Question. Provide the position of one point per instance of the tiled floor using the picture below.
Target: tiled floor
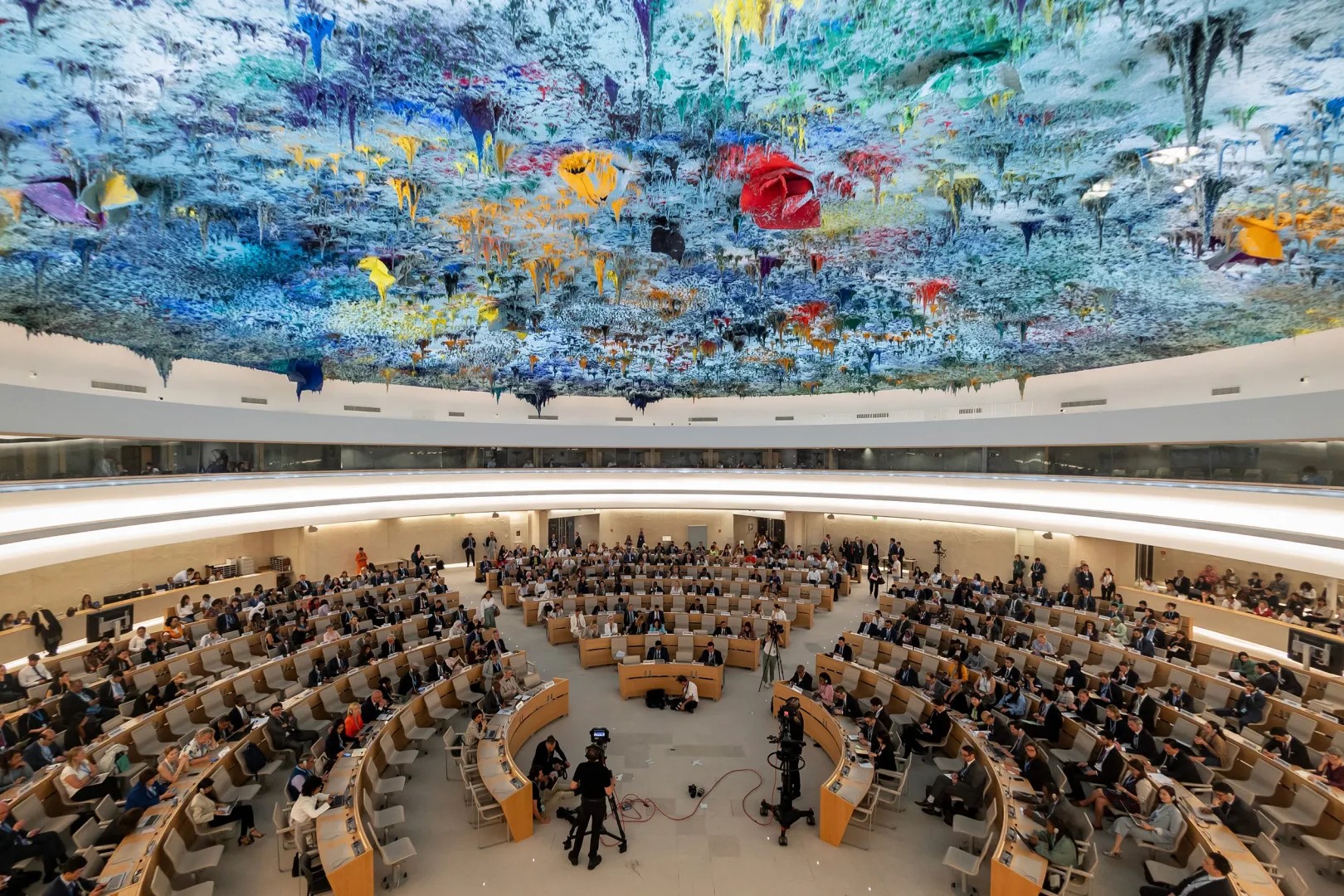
(721, 846)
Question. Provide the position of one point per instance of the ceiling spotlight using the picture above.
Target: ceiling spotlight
(1174, 155)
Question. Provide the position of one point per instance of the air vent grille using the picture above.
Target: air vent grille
(119, 387)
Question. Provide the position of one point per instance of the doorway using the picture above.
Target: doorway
(559, 531)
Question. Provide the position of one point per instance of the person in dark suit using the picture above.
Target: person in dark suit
(1144, 707)
(916, 738)
(967, 785)
(1105, 767)
(410, 683)
(116, 691)
(390, 648)
(1138, 740)
(711, 655)
(1177, 698)
(1047, 722)
(1288, 681)
(1237, 815)
(1283, 746)
(1086, 709)
(17, 844)
(43, 750)
(845, 704)
(373, 707)
(1210, 880)
(1249, 709)
(801, 679)
(1176, 763)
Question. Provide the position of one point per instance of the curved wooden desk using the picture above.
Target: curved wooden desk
(344, 843)
(500, 772)
(639, 679)
(851, 781)
(743, 653)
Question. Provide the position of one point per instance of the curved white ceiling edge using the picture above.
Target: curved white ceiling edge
(1293, 529)
(1289, 390)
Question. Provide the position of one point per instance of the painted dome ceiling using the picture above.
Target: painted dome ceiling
(671, 197)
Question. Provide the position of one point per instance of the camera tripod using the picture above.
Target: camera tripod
(791, 762)
(572, 817)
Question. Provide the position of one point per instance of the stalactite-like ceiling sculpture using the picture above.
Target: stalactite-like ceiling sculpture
(671, 197)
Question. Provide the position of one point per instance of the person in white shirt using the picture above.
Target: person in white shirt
(34, 674)
(689, 698)
(309, 805)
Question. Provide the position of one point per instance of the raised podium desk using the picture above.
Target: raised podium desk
(850, 782)
(641, 677)
(500, 772)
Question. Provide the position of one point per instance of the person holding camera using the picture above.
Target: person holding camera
(689, 698)
(594, 783)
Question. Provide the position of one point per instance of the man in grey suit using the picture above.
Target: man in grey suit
(967, 785)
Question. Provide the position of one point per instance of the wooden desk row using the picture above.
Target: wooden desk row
(1249, 876)
(1278, 711)
(743, 653)
(71, 661)
(801, 610)
(558, 627)
(1016, 869)
(17, 642)
(639, 679)
(496, 761)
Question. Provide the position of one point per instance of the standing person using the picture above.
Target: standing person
(47, 627)
(593, 782)
(771, 655)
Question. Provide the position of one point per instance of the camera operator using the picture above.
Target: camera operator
(594, 783)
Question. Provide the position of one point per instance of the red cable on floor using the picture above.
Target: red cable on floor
(635, 798)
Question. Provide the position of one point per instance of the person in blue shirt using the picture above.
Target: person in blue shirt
(147, 791)
(1012, 704)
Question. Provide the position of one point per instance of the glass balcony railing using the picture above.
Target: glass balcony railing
(1315, 464)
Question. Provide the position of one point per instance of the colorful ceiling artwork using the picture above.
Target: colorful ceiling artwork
(671, 197)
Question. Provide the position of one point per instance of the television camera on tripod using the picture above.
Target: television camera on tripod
(788, 761)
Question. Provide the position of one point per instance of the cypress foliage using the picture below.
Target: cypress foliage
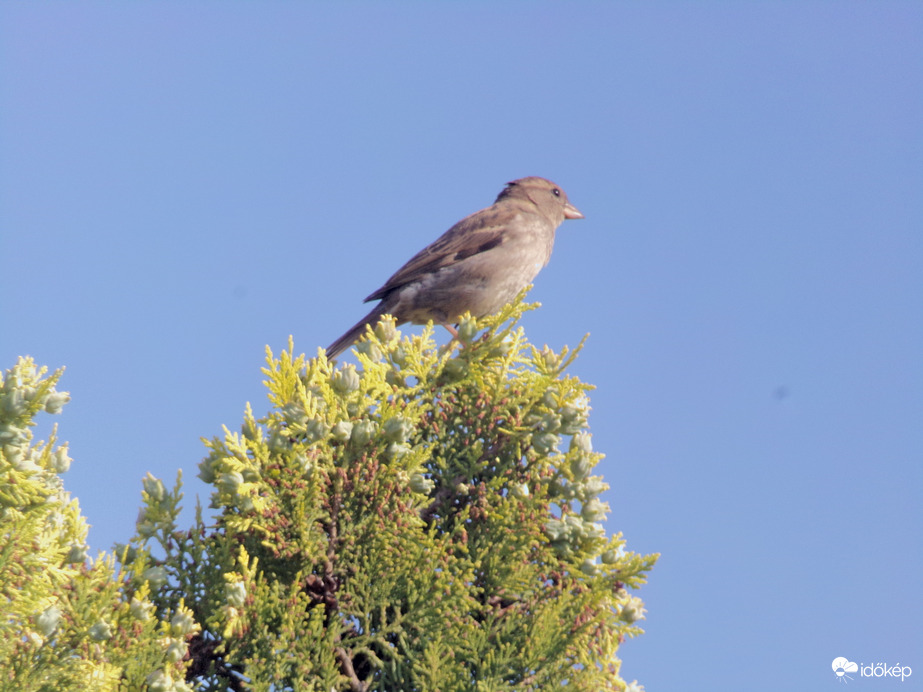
(429, 520)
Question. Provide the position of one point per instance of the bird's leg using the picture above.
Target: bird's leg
(454, 332)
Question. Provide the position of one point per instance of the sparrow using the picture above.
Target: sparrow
(477, 266)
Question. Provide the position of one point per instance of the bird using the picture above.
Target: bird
(479, 265)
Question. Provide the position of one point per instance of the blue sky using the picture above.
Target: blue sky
(182, 184)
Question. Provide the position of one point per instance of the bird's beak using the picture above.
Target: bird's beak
(571, 212)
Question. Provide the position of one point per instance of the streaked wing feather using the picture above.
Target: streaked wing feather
(473, 234)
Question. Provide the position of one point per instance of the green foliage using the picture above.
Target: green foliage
(429, 520)
(66, 622)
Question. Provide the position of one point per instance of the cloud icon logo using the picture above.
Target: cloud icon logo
(841, 666)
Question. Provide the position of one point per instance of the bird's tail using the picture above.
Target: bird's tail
(357, 330)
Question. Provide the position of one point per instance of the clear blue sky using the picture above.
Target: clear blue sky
(182, 184)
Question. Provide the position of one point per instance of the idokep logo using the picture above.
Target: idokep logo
(843, 666)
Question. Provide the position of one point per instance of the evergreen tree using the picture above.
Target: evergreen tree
(428, 520)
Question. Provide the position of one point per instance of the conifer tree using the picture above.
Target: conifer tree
(427, 520)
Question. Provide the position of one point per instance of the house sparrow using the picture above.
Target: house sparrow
(478, 266)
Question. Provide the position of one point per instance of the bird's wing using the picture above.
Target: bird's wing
(472, 235)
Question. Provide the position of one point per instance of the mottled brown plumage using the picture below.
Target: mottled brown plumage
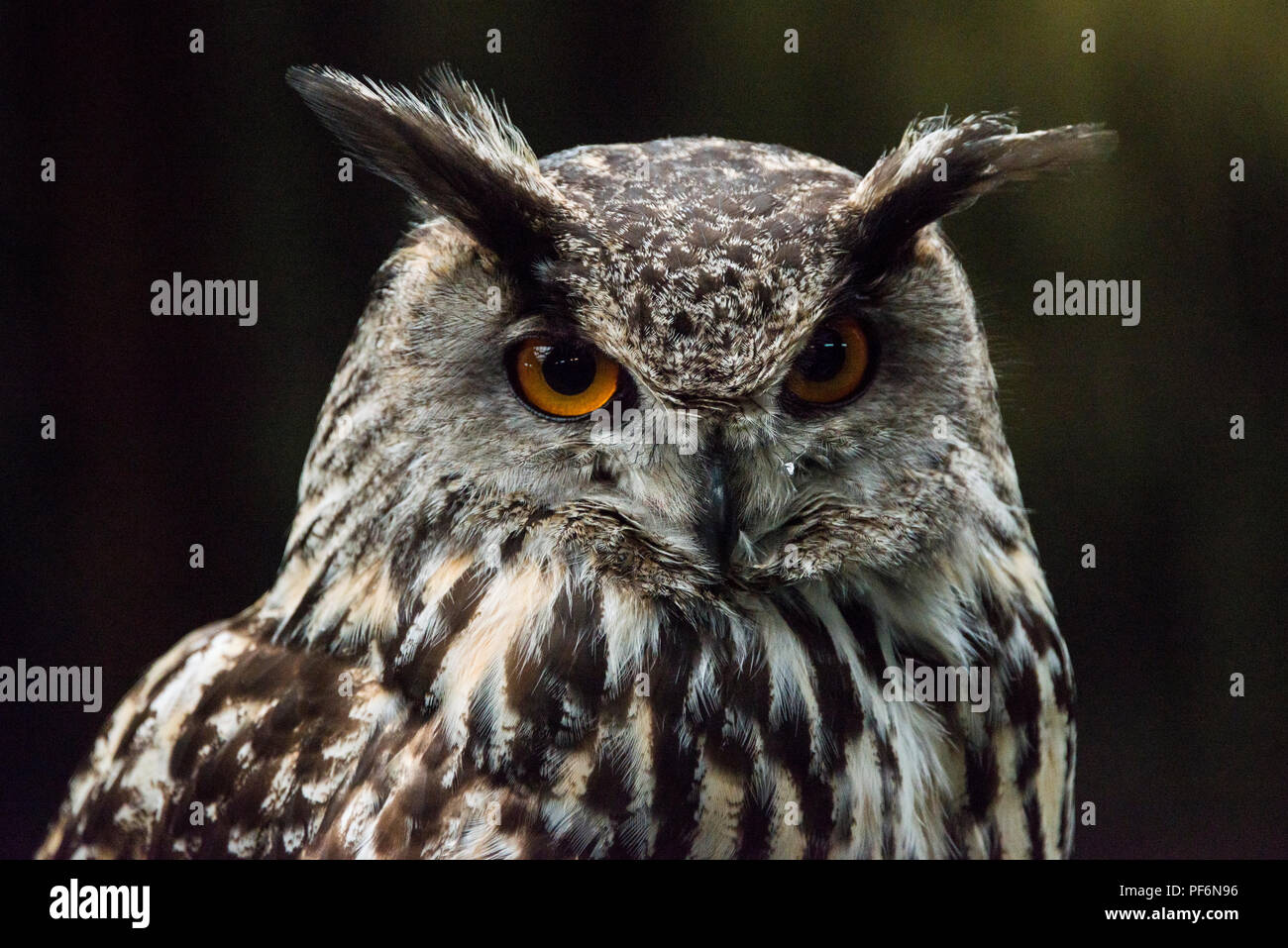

YOUR GOAL: Reproduce the lines verbatim, starting at the line that contains "beak using the picture above." and continuing through the final line, and leave the pictures out.

COMPLETE ANSWER:
Question. Provide the position of one point per instance of the bird's beak using the picture above.
Target: bird's beak
(571, 212)
Question. Provide the position of one point per instance of the streaked wing feather using the picture above.
Target: streaked wing feather
(473, 234)
Question. Provide the position of one point per instance of the green foliage using the picture above.
Target: green foliage
(429, 520)
(66, 622)
Question. Provide the position of one point per instance of the cloud icon logo using the picture above.
Target: cloud icon logo
(841, 666)
Question. Provide the position of one point per instance of the bird's tail using the picture above.
Target: bird's tail
(357, 330)
Question. Provide the position of one point per instance of the clear blue sky using the picture above.
Target: clear blue sky
(182, 184)
Question. Provide the position of one point per instance of the idokep logo using the picture above.
Target: idokep logo
(843, 666)
Question. Provide the position of one point per instance of the evergreen tree using the picture above.
Target: evergreen tree
(428, 520)
Question. Provide the position of one point per instance of the conifer tree using the picture above.
Target: conifer tree
(427, 520)
Question. Provide the position of one point per instance of the house sparrow using the picture above.
Target: house sparrow
(478, 266)
Question. Provide the position of one point per instance of the bird's wing using the picture above.
Target: bird's wing
(472, 235)
Question. Provide the position of one point per instance of the mottled brown plumage using the picture below.
Target: mottled brown plumage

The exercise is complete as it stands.